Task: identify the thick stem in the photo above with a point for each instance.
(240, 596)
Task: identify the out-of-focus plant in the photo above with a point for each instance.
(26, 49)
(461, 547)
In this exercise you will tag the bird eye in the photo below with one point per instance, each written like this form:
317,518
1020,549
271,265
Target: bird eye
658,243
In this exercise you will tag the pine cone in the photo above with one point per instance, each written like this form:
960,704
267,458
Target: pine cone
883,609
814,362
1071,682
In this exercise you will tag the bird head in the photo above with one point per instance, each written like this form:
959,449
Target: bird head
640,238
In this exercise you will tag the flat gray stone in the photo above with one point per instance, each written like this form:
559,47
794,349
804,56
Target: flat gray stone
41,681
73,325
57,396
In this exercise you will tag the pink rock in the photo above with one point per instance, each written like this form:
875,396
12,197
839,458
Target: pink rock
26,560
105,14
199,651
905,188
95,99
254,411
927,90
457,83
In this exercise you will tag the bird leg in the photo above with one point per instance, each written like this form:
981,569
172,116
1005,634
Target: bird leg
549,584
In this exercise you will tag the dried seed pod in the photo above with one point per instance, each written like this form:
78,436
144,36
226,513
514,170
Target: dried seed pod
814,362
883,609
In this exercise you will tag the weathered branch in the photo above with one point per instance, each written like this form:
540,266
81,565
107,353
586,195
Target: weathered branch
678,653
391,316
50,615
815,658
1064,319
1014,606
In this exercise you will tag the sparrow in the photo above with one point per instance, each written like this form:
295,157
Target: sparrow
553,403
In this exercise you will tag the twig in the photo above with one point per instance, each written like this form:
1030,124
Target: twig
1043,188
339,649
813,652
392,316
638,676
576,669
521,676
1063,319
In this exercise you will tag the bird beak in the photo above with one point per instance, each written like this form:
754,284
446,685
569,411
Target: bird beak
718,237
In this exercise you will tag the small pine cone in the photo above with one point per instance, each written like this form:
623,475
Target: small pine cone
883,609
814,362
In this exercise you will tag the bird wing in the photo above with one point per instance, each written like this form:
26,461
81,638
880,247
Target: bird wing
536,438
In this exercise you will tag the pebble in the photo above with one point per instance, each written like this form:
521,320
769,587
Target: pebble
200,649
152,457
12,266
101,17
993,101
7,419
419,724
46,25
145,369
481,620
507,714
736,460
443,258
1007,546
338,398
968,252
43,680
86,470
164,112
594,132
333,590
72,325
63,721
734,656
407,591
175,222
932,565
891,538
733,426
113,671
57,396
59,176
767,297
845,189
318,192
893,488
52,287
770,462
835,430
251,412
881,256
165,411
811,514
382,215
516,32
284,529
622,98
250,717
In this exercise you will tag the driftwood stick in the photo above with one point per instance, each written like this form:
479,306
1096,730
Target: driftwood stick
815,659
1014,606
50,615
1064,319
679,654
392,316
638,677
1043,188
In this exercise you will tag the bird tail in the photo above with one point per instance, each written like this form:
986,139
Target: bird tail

■ **Requirement**: Tally every line of the listing that holds the string "tail", then give the number by itself.

■ **Written solution**: 2